Tasks to complete.
A. Please turn the entries, starting at the line containing "In this picture, where can the rusty" and ending at the line containing "point(139, 392)", into a JSON list of strings with one string per line. Skip blank lines and leave the pictures out.
B. Continue the forum thread on timing sequential versus parallel Julia code from its last post.

What is the correct procedure to compare the execution time between sequential code and parallel code?

I am trying to compare between two codes; one with parallel computing (6 threads) and the other with single thread (normal).
I put each code between “@time … end”, i.e.,:

@time begin
...
sequential code
...
end #@time begin

I get 2.464155 seconds

julia> Threads.nthreads()
6
@time begin
...
parallel code (with @threads)
...
end #@time begin

I get 5.464155 seconds.
As I understood that the computation time in the later is much more because @time includes the compilation time for each thread. So, I tried to use @btime instead, I get an error as below:

@btime begin
...
sequential code (or parallel code (with @threads))
...
end #@btime begin
ERROR: LoadError: BoundsError: attempt to access 96003×2 Matrix{Float64} at index [96004:96006, 1:2]
Stacktrace:
  [1] throw_boundserror(A::Matrix{Float64}, I::Tuple{UnitRange{Int64}, Base.Slice{Base.OneTo{Int64}}})
    @ Base .\abstractarray.jl:651
  [2] checkbounds
    @ .\abstractarray.jl:616 [inlined]
  [3] _setindex!
    @ .\multidimensional.jl:886 [inlined]
  [4] setindex!(::Matrix{Float64}, ::Matrix{Float64}, ::UnitRange{Int64}, ::Function)
    @ Base .\abstractarray.jl:1267
  [5] macro expansion

Any suggestion to handle this issue?

First of all, you are correct that @time measures compile time. if you are using threads, all processes share memory and as such everything is only compiled once so this will likely not be the reason for your overhead. Instead of @btime, you can also just run the code twice to get rid of compilation time to your result.

The error message tells you, that you are indexing a matrix at larger indices than its size. Are you sure that the error is gone if you simply replace @btime with @time?
For debugging and performance (including benchmarks), it is advisable to wrap your code into functions instead of writing everything in main scope which I assume you might be doing here. Maybe doing this already helps you find the problem, otherwise you will probably have to paste more of the code here, preferably a minimum (not) working example :slight_smile:
Hope this helps

1 Like

Yes, the error gone with @time. I tried already to wrap the code into function but I encountered a world age problem, so I was forced to include @eval functions and use global variables to get ride of this problem. But, this caused the execution’s time to be larger by far.

Runing the code twice is giving me this warning (the below time is with @time not @btime):

WARNING: replacing module ModuleClasses.
WARNING: using ModuleClasses.Simulation in module Main conflicts with an existing identifier.

Data.
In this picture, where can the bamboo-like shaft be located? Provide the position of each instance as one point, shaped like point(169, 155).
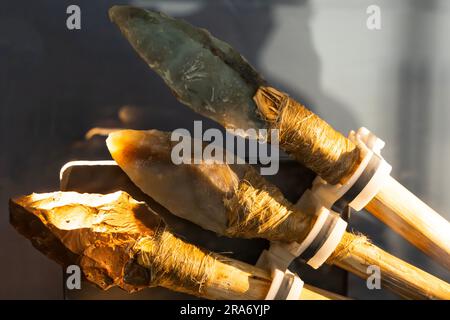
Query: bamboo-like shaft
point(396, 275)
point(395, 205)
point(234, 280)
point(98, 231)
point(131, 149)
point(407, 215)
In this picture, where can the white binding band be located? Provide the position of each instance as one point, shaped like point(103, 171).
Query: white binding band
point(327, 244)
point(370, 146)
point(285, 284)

...

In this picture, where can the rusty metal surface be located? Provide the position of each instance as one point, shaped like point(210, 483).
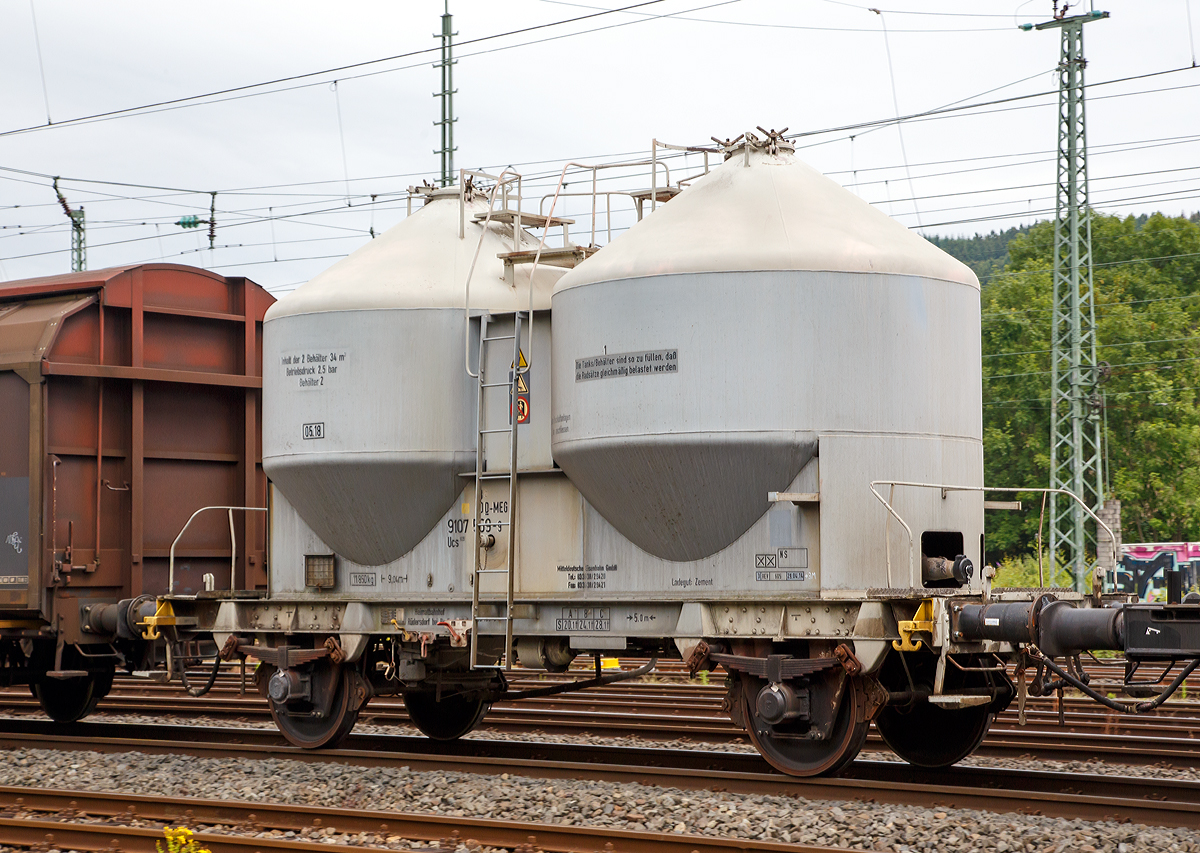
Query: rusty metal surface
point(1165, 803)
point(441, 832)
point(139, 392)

Answers to the problems.
A.
[
  "In this picture, where can the rusty metal surface be located? Provide the position of each instance as one point, shaped like point(210, 483).",
  "Query: rusty metal surface",
  "point(1165, 803)",
  "point(441, 832)",
  "point(139, 392)"
]

B.
WARNING: using ModuleClasses.curMatRLC in module Main conflicts with an existing identifier.
WARNING: using ModuleClasses.adjMatVsince in module Main conflicts with an existing identifier.
WARNING: using ModuleClasses.RLCs in module Main conflicts with an existing identifier.
WARNING: using ModuleClasses.Vsines in module Main conflicts with an existing identifier.
WARNING: using ModuleClasses.volMatVsine in module Main conflicts with an existing identifier.
WARNING: using ModuleClasses.admitanceMatRLC in module Main conflicts with an existing identifier.
  0.888512 seconds (9.37 M allocations: 861.883 MiB, 8.47% gc time, 0.27% compilation time)

So, I have to quite the current session of REPL and run it again.

1 Like

Ah maybe that gets us closer to the issue.
Do you bring modules into scope with

using .Simulations

(note the dot) or similar? There is likely no reason to redefine the module in the code you are benchmarking and it can cause errors because the compiler doesn’t know that the modules with a sharing name are completely identical. (probably that’s also the cause of what goes wrong when using @btime instead). The above statement should only occur once at the start of the program.
All the other performance critical part can be wrapped into a function.

2 Likes

No, I am not bringing the modules by
using .Simulations
I have several structures objects and I put them in a user-defined module called “ModuleClasses”, in which I bring it at the beginning of the code by
using .ModuleClasses

So the using statement is only at the top level and not within the instructions that you have within your @time block? That would be curious.
Somehow, the definitions for your modules / structs get overwritten which prompts the warnings and likely causes errors afterwards.
If you are certain you aren’t redefining the module or bringing it into scope twice, then you should probably post your code here, as the former is the only possible reason I can currently think of.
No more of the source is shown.